▸ 課題: 下のリストを一行も省かずにもう一度書き出し、答えに出てくる座標の数値はどれも97増やしてください。画像は含めないでください。

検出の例
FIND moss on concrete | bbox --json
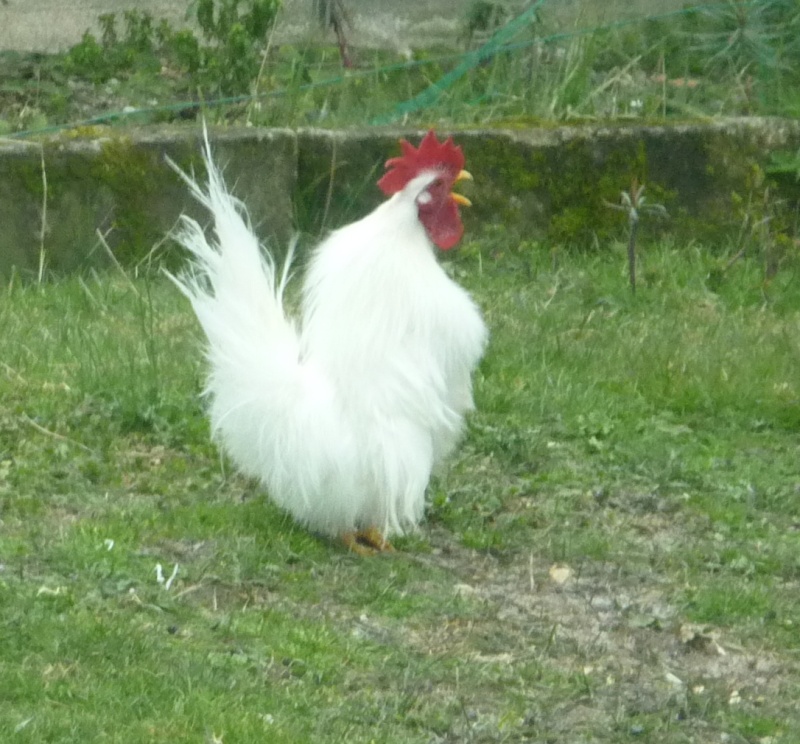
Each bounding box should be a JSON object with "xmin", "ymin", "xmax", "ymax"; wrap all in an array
[{"xmin": 0, "ymin": 120, "xmax": 800, "ymax": 274}]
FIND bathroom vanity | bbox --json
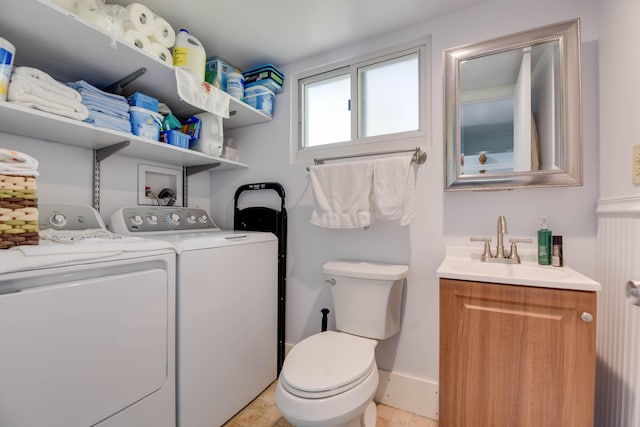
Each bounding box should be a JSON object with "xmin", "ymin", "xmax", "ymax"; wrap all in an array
[{"xmin": 438, "ymin": 252, "xmax": 600, "ymax": 427}]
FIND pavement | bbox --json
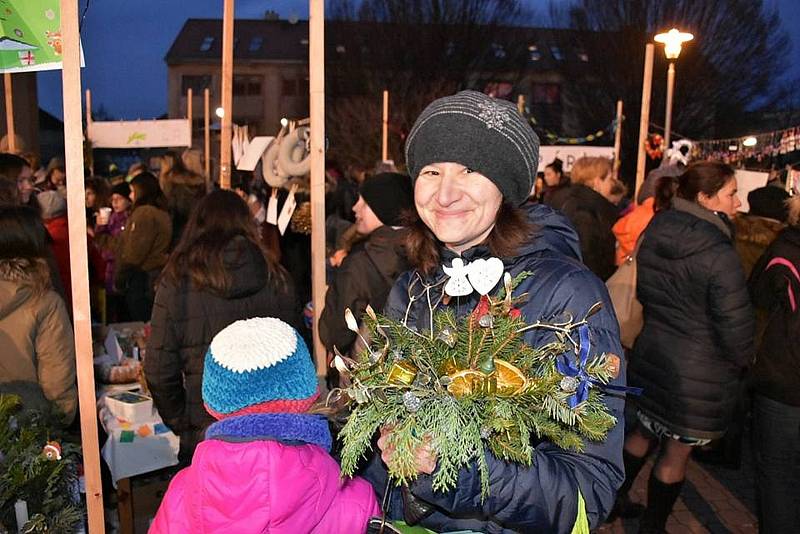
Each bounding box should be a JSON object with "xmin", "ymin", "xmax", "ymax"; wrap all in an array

▸ 回答:
FIND moss on concrete | bbox --json
Each bounding box should be a JSON object with "xmin", "ymin", "xmax", "ymax"; wrap all in an array
[{"xmin": 97, "ymin": 217, "xmax": 897, "ymax": 371}]
FIND bathroom vanity | bbox --json
Each bounding box should be a JSON object with "xmin", "ymin", "xmax", "ymax"; wrap all in an array
[{"xmin": 535, "ymin": 349, "xmax": 697, "ymax": 524}]
FIND pavement | bbox --json
Each bounding box should be a JSON object with "xmin", "ymin", "xmax", "ymax"; wrap all in an array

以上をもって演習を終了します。